↓

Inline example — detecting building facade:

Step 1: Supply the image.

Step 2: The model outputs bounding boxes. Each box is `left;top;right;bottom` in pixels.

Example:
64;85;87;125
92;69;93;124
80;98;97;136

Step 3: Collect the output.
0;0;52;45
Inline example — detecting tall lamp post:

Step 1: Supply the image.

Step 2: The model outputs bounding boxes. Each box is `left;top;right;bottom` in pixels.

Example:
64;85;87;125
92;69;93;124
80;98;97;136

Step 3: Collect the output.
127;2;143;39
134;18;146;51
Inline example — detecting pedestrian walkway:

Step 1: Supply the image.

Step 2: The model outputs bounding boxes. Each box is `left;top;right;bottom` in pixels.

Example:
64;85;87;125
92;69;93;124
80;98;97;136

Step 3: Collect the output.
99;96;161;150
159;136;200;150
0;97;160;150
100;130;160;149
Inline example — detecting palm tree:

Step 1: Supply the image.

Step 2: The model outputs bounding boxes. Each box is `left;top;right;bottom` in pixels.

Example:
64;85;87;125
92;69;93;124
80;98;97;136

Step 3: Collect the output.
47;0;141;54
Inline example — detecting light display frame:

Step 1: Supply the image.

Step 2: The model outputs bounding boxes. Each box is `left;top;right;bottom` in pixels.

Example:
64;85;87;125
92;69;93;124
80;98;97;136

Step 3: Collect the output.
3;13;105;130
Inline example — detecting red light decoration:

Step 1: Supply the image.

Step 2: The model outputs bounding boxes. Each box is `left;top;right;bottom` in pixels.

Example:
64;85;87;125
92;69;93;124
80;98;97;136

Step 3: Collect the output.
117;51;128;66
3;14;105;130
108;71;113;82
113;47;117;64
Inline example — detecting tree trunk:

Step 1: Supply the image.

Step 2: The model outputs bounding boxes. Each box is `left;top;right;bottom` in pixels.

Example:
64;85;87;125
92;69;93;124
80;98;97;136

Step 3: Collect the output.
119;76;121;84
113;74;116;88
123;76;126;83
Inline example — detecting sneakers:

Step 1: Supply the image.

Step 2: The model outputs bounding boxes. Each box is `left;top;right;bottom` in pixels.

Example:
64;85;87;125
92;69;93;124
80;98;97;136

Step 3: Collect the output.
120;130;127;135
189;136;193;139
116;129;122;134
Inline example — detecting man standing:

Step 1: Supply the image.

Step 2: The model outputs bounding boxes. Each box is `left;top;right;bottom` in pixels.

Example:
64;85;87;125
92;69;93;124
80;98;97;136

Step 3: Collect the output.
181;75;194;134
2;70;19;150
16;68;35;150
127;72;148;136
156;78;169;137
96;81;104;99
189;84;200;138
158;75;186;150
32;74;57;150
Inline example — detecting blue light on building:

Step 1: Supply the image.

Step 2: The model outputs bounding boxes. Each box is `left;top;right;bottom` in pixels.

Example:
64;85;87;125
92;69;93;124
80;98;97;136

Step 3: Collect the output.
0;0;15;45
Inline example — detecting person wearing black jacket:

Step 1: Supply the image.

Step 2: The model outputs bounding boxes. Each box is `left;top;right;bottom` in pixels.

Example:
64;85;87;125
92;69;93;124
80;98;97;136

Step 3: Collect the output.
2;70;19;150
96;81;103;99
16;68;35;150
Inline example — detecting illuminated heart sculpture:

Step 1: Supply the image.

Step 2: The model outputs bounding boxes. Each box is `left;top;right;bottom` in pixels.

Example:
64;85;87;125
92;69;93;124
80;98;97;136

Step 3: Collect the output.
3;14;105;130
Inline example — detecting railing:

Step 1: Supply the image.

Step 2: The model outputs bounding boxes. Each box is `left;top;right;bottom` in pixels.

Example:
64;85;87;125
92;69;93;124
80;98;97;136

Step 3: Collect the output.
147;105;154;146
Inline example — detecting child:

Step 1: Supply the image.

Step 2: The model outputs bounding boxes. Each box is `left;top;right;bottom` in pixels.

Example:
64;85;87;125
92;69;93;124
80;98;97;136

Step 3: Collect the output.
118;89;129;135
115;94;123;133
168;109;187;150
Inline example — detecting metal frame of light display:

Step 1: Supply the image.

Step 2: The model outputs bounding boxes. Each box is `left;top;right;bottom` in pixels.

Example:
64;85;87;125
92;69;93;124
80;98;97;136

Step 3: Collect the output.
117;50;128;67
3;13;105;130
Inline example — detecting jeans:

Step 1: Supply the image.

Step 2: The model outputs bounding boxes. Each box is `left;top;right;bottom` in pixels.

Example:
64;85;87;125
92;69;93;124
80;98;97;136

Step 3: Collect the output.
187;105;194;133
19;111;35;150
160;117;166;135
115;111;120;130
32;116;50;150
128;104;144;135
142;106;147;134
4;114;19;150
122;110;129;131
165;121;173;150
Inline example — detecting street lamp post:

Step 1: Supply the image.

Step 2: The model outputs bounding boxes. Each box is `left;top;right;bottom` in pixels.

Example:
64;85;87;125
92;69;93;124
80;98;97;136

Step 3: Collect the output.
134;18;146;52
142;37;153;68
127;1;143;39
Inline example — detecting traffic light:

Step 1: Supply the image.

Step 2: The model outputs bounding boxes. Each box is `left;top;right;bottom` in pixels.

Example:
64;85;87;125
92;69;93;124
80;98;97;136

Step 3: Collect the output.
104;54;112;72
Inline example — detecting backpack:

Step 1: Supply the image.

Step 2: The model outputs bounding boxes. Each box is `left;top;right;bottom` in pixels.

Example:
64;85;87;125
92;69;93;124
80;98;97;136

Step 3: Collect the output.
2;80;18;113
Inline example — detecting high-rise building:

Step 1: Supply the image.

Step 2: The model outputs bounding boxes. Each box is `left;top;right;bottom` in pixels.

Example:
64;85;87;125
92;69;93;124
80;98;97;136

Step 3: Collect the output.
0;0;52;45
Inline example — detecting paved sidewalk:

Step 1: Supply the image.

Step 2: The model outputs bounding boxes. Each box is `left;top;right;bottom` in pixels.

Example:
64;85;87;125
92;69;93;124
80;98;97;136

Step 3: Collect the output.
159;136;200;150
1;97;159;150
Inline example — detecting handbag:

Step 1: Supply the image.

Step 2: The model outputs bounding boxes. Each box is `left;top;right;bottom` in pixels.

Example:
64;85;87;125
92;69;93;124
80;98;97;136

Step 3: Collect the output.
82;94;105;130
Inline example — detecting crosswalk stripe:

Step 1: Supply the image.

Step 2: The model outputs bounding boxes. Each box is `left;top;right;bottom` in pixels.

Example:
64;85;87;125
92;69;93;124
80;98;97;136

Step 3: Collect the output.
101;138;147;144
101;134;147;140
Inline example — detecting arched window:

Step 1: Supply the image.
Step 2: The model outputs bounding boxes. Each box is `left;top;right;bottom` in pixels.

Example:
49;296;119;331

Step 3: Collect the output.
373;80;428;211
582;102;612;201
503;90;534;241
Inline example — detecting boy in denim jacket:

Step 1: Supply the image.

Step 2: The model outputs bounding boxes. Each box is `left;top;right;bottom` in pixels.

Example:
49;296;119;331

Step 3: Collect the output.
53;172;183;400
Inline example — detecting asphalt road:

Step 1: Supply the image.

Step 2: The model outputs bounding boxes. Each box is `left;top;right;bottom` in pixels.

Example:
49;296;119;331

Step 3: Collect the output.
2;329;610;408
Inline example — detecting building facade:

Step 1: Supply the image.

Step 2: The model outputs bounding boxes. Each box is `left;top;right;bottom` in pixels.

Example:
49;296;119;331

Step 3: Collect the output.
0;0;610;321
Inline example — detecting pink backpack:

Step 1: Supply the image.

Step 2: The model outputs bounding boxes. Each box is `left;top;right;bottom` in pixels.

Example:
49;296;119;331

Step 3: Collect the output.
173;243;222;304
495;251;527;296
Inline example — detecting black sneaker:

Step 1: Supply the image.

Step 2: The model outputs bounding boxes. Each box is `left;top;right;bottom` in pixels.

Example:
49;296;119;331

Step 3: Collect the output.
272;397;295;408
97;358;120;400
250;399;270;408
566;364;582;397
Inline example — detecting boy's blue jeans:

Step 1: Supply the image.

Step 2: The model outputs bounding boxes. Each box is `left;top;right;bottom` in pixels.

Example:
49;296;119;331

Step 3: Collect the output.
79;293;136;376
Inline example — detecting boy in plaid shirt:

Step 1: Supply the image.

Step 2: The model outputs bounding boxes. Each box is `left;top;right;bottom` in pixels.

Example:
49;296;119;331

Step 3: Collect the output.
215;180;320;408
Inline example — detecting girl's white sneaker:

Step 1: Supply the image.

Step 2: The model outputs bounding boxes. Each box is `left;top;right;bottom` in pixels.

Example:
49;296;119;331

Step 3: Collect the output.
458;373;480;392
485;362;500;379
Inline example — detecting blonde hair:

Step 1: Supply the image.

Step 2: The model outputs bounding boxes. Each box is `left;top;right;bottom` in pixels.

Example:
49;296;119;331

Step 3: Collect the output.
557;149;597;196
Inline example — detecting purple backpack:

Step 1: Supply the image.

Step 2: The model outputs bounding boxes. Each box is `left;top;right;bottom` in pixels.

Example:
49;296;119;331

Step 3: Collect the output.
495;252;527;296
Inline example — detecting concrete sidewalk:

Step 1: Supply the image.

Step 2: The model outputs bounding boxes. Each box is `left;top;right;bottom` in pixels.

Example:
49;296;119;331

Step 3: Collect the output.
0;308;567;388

↑

**WHAT YOU HAVE TO DO:** Output each line of the listing above that has "building".

**ANSWER SECTION:**
Inline example — detecting building facade:
Inline example — detecting blue light on building:
Inline example — detecting high-rise building:
Inline example — detecting building facade:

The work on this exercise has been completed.